→ **Page excerpt**
One night when I was gone about ten minutes from the truck, a strange middle aged woman decided to take Bo off the piano and out of the truck. With a leash she had in her pocketbook she decided that she would take Boner for a walk without permission. Talk about fear and anger from me! She was clueless of any impropriety. Thank god only once in ten years did something strange like that happen.

February 03, 2006

We are going to perform for the Philadelphia International Auto Show's Tailgate Pre-Opening Party which is a Black Tie Gala benefiting the Caring for Kids Foundation of Philadelphia's Children's Hospital where Raggin' Piano Boogie, Boner and my piano playing will be showcased inside the Philadelphia Convention Center along with all the hottest new cars coming out this year. Whew! First thing on my mind for the day is to not forget to trim my goatee. Then I need to pack the scissors to cut Boners whiskers because I won't have time to do it before I leave. Bo love's to be groomed, by me that is. Other people have a real problem handling him. He is a very sensitive dog with a great memory. It takes only one unfortunate experience to create a phobia that Boner will hold onto for life no matter how hard I try to help him. The first trauma I think was with the neutering job at the vet. That is a paragraph for another time. Boner can be a tuff cookie with anyone trying to hold him down. For me, he often falls asleep when I am grooming him. I think its partially because he loves the ability to totally give up any resistance in order to become completely passive. Maybe it's an act of completely repressing any fight from within. Maybe it just feels good. Who knows?

→ **Source information**
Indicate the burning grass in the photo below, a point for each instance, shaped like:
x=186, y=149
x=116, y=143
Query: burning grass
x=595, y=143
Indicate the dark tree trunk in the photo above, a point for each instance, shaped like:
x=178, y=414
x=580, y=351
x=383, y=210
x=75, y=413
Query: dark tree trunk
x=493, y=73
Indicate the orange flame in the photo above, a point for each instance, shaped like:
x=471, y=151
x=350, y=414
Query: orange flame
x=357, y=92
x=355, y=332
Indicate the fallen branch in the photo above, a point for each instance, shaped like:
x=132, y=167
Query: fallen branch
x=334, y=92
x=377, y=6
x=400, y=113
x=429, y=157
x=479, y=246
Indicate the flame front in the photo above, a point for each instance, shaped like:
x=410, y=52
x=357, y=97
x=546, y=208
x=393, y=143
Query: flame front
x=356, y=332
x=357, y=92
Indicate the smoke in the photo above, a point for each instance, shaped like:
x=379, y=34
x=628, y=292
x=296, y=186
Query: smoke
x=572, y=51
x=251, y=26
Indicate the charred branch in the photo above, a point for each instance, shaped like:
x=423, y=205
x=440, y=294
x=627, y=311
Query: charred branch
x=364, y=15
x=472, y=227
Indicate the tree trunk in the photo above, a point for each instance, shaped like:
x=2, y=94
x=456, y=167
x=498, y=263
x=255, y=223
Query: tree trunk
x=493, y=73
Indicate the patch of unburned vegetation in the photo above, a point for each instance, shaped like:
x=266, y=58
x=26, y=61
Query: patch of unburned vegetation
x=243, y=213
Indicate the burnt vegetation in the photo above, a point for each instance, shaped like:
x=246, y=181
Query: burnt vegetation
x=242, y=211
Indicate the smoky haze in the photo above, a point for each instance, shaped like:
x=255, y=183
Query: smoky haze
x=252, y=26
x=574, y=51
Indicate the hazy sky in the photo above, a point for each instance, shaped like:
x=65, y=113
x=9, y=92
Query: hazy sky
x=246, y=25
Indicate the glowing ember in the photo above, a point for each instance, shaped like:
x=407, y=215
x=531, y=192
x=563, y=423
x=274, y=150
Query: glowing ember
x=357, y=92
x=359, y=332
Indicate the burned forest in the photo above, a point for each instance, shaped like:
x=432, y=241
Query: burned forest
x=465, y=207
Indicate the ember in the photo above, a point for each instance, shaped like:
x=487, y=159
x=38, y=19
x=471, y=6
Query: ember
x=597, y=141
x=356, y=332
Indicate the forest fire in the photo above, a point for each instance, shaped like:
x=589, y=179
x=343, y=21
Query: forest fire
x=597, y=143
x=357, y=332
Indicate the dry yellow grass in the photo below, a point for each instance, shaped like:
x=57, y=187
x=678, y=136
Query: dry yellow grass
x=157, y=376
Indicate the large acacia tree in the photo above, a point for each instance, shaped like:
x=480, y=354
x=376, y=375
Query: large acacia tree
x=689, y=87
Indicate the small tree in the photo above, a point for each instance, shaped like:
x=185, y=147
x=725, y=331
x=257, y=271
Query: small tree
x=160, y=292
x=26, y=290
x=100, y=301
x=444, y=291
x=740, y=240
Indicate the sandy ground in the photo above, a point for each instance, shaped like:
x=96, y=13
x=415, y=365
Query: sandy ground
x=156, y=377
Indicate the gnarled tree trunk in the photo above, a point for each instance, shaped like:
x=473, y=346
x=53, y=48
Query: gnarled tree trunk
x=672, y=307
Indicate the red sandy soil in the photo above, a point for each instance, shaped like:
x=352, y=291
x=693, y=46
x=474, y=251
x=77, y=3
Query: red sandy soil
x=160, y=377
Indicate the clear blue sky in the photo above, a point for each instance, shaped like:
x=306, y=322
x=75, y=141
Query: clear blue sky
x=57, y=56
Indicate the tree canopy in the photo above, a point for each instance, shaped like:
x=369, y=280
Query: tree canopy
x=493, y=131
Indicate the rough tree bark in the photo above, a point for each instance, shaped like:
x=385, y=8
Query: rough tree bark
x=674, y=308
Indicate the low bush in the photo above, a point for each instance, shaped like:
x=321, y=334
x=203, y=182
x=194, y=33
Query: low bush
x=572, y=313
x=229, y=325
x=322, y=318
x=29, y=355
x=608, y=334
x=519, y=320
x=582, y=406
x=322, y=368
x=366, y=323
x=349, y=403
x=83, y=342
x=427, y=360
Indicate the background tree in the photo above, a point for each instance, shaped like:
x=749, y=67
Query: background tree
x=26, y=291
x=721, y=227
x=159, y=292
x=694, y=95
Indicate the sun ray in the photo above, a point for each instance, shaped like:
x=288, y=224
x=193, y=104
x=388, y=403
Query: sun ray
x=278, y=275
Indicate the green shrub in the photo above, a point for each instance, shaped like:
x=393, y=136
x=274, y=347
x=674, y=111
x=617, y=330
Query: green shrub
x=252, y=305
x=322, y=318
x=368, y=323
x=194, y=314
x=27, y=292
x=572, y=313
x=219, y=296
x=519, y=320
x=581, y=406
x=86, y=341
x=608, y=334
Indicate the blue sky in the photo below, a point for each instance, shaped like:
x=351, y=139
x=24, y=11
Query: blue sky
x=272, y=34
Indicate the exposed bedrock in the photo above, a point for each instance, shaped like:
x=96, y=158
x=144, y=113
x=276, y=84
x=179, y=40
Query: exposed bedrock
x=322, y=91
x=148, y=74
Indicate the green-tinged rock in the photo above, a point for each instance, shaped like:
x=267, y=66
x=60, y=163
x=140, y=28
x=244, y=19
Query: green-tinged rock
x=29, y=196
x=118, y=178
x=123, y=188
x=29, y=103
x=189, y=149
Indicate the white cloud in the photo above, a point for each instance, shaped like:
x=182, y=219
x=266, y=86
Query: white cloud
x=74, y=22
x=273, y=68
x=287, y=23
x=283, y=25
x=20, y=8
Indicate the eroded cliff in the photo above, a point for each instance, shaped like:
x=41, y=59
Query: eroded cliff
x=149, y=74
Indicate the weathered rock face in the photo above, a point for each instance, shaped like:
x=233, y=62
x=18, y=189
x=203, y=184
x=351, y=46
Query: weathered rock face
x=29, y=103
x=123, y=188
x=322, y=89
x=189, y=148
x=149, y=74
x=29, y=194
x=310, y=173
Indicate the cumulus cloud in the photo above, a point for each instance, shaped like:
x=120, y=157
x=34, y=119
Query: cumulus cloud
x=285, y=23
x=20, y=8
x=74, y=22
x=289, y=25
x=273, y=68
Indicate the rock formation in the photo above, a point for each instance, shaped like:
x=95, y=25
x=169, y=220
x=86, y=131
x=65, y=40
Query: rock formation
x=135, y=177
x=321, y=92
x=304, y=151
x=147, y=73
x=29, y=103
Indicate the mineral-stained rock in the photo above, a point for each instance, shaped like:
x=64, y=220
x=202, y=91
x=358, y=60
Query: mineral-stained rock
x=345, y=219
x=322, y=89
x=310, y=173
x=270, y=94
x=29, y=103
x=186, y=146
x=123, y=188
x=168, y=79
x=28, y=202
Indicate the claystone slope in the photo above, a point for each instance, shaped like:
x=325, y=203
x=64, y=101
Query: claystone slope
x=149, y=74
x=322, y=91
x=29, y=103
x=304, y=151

→ **The problem**
Write a continuation of the blog entry about Boner and the piano truck, starting right after its final sentence. The data comes from a separate source and is unrelated to the text.

→ **Answer space**
I gave up cutting his nails. It took one bloody clip when he was about a year old to end any chance of that ever happening again. He has never needed it anyway. He also has really sensitive feet. As long as I take him for walks on the sidewalk his nails are naturally filed down.

February 02, 2006

- I love you, Bo.

- You are such a good boy!

- How come you're so smart?

- You... Are... Won... derful...

- You are so handsome.

- You... are... the... best!

- You're so smart; I can't believe how smart you are.

- Bo, you are so patient and tolerant and loving....

- What a great guy you are.

- I love you so much!

- Your such a good dog Bo...

- Bo, you are so cool.

- You're my buddy.

I say these things to Bo every day. I was stroked all the time growing up. The problem was I couldn't trust the motivations behind the strokes. My strokes were a lot like, "you have so much... you've got to... if you could only... isn't he... tell him he's good... etc... I felt ulterier motives that were self serving or manipulative and not on my behalf. The bottom line is thank God I got them. Its consciously second nature for me to stroke now. It's a way I express gratitude and respect not only a way to build self-esteem.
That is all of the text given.